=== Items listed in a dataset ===
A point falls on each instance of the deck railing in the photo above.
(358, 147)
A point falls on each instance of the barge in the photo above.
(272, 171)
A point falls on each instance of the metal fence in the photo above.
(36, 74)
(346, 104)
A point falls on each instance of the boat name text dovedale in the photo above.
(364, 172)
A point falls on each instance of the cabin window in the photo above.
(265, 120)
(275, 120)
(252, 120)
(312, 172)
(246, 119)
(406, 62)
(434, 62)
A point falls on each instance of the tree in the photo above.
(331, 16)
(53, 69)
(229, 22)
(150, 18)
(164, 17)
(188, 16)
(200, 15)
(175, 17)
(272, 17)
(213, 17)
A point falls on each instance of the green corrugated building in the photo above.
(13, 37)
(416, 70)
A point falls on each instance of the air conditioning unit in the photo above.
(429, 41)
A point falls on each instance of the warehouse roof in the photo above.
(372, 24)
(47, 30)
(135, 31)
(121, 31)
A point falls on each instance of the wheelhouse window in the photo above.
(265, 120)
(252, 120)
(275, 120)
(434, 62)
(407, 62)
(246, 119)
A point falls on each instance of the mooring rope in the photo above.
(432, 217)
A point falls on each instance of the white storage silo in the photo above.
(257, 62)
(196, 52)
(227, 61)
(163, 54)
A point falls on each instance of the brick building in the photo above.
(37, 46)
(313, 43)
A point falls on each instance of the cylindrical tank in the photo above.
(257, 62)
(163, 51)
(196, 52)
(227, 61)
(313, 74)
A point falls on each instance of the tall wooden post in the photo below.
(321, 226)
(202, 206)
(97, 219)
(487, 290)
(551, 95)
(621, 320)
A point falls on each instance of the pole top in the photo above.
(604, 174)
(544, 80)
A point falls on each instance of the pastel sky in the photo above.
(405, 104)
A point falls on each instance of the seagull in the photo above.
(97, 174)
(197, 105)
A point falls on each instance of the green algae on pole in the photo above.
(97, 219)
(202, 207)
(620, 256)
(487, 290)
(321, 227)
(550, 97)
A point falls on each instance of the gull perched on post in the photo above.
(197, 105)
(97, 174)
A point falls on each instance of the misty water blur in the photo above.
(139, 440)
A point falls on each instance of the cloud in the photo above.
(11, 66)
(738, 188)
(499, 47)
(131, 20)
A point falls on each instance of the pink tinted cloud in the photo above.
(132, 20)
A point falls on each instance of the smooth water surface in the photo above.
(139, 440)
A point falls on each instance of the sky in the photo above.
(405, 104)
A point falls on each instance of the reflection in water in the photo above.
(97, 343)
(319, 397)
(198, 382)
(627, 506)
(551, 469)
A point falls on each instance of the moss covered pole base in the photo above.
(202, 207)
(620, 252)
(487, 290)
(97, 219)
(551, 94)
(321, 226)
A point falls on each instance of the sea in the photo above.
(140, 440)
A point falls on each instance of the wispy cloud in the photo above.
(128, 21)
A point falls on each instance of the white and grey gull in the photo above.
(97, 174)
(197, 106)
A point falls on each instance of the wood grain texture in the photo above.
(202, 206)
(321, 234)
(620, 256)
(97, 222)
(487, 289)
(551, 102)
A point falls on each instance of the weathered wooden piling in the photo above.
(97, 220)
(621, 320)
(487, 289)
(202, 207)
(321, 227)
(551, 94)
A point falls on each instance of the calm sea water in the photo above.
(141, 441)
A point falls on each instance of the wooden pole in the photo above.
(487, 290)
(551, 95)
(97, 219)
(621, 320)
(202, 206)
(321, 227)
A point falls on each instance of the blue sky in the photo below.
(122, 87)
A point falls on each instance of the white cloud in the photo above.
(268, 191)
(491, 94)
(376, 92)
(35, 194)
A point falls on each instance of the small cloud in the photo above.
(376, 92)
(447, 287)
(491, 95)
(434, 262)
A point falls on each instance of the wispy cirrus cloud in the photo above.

=== SHORT PROBLEM ===
Please write out again every line of the listing, starting with the line that contains "A point falls on each instance of the small" and going on through the end of the listing. Shift each coordinate in the answers by adding 41 to it, and leave every other line as it is.

=== WRITTEN ANSWER ===
A point falls on each instance of the small cloud in the photo above.
(417, 133)
(488, 328)
(532, 136)
(475, 303)
A point falls on each instance of the wispy cirrus cloud in the photo above.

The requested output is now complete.